[Source data]
──────────────────────────────
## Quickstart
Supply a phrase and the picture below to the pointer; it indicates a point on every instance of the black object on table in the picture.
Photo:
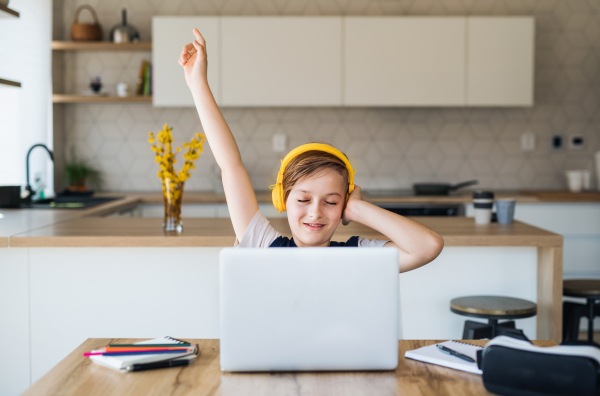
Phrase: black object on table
(573, 312)
(492, 308)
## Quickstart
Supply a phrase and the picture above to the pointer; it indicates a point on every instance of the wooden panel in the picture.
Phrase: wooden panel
(99, 46)
(500, 65)
(415, 61)
(282, 61)
(77, 375)
(550, 276)
(65, 98)
(169, 35)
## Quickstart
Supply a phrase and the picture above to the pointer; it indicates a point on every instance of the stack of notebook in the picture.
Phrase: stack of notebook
(121, 356)
(432, 354)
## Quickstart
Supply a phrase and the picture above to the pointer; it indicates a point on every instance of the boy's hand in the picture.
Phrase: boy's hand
(355, 197)
(194, 61)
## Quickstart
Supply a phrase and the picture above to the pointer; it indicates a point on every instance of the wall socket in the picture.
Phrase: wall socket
(557, 142)
(279, 143)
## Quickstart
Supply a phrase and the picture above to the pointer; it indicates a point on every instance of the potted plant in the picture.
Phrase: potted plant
(78, 172)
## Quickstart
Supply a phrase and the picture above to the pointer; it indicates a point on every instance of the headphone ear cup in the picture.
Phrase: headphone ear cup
(277, 197)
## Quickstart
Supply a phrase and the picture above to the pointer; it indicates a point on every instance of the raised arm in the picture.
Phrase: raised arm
(417, 244)
(239, 193)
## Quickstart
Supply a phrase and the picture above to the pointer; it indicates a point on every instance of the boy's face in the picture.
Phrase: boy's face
(314, 208)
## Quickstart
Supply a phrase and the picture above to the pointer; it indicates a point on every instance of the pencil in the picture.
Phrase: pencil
(151, 345)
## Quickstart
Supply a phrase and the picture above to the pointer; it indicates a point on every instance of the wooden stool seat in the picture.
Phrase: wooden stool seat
(493, 307)
(573, 312)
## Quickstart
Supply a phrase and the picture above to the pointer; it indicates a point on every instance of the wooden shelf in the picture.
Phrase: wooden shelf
(65, 98)
(6, 12)
(11, 83)
(99, 46)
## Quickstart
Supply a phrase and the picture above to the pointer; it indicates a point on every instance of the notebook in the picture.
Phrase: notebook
(431, 354)
(120, 362)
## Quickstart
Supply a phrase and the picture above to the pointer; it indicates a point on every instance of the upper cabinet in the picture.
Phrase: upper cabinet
(281, 61)
(500, 67)
(404, 61)
(351, 61)
(169, 35)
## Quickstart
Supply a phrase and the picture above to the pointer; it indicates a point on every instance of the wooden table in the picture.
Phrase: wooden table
(77, 375)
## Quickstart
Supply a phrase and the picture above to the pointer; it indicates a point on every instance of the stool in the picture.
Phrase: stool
(573, 312)
(492, 308)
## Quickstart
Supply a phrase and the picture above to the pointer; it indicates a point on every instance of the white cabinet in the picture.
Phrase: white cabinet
(281, 61)
(500, 66)
(406, 61)
(351, 61)
(169, 35)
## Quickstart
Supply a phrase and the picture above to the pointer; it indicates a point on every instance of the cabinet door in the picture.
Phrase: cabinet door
(416, 61)
(281, 61)
(169, 35)
(500, 65)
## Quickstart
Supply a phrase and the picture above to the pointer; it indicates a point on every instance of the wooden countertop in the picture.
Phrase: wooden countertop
(20, 227)
(78, 375)
(557, 196)
(198, 232)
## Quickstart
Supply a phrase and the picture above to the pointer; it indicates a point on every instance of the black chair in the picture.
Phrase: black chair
(492, 308)
(573, 312)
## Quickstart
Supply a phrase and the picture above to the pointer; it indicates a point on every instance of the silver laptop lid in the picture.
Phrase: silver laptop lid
(308, 309)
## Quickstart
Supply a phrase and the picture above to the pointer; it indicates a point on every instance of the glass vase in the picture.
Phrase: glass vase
(172, 194)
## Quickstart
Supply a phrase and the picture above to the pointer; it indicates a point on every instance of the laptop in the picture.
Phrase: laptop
(309, 309)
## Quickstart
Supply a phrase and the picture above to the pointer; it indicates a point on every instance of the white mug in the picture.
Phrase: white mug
(122, 89)
(575, 180)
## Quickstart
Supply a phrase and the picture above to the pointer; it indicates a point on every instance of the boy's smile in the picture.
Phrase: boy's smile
(315, 208)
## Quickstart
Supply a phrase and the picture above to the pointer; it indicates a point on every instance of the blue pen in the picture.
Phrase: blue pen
(452, 352)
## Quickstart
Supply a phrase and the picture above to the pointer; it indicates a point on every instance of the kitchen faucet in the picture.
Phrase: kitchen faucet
(28, 186)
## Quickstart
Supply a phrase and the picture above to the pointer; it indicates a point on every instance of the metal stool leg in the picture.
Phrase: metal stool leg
(591, 303)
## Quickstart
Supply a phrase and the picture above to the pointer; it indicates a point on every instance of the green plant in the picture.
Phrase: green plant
(78, 171)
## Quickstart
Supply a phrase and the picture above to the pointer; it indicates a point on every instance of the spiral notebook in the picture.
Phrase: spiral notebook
(431, 354)
(120, 362)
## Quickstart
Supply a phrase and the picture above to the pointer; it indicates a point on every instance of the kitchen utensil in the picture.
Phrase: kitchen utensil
(96, 85)
(123, 89)
(86, 31)
(440, 188)
(10, 196)
(482, 203)
(124, 33)
(505, 210)
(575, 179)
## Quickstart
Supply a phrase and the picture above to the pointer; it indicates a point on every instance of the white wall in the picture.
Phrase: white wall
(25, 115)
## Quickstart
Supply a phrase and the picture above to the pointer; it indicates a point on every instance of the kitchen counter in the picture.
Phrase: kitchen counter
(22, 224)
(198, 232)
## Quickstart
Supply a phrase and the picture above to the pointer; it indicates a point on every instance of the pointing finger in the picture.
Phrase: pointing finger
(199, 37)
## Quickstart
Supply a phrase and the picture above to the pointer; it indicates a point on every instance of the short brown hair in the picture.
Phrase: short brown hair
(311, 163)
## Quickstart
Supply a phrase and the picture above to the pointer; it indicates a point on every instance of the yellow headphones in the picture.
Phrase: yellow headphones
(278, 198)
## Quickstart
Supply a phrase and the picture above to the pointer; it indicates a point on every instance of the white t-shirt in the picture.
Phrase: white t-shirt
(261, 234)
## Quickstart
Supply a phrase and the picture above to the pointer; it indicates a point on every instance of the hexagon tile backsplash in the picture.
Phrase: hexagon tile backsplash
(390, 147)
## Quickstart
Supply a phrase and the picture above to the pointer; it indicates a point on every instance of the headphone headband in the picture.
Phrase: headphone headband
(278, 199)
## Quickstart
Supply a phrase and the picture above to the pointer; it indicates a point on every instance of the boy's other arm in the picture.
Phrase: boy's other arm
(417, 244)
(241, 200)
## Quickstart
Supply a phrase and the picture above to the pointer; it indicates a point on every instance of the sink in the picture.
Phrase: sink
(67, 202)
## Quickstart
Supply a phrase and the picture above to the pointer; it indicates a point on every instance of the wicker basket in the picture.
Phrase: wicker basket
(86, 31)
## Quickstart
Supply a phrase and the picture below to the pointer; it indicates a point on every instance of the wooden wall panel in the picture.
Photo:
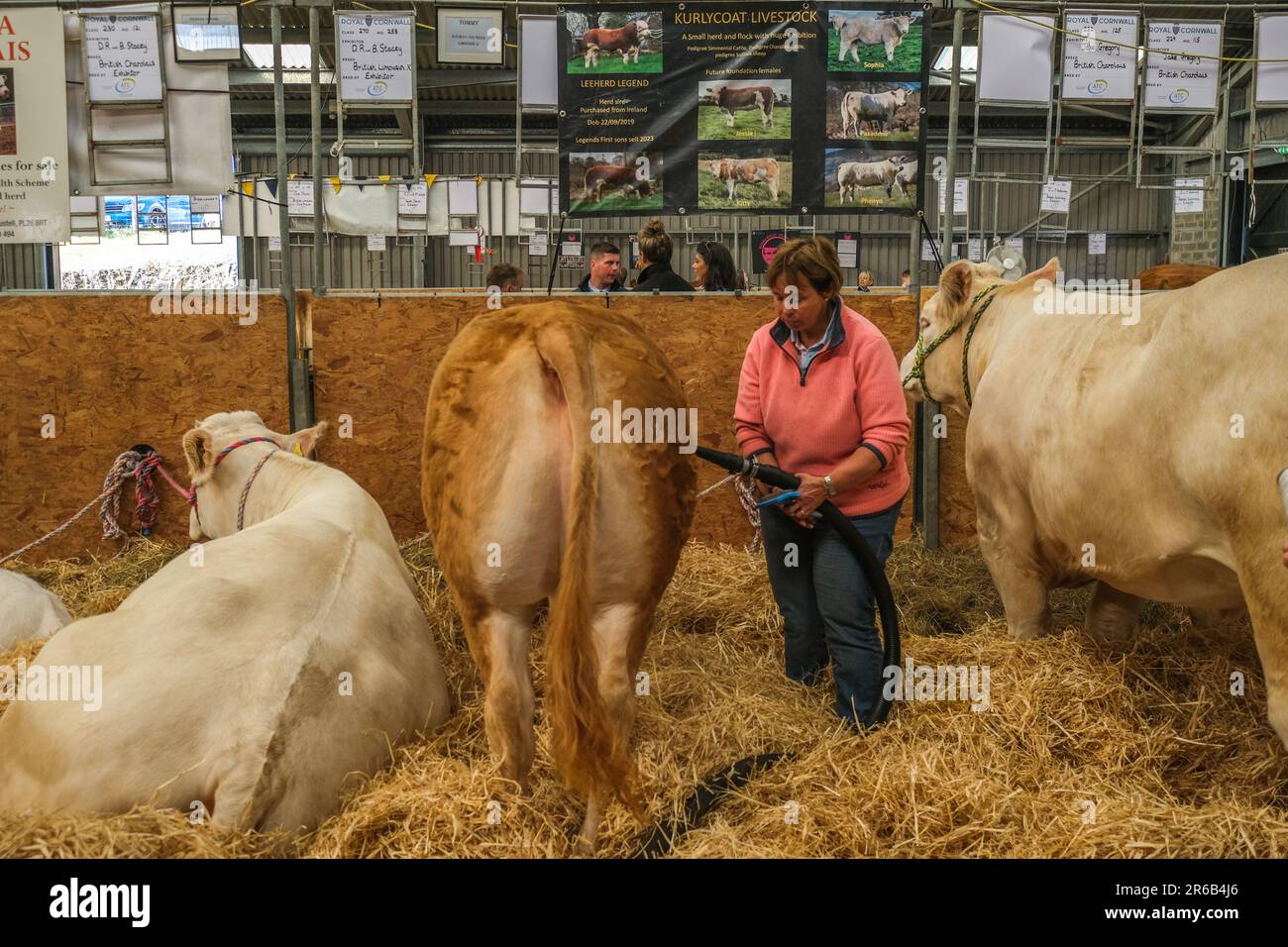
──────────────────────────────
Written request: Please pick out every line above that contains the word "silver", and copy each one.

Output of the task:
Supply a phrase and the picture above to the pointer; it indicates a point on every instance of the silver laptop lid in the picture.
Phrase: silver laptop lid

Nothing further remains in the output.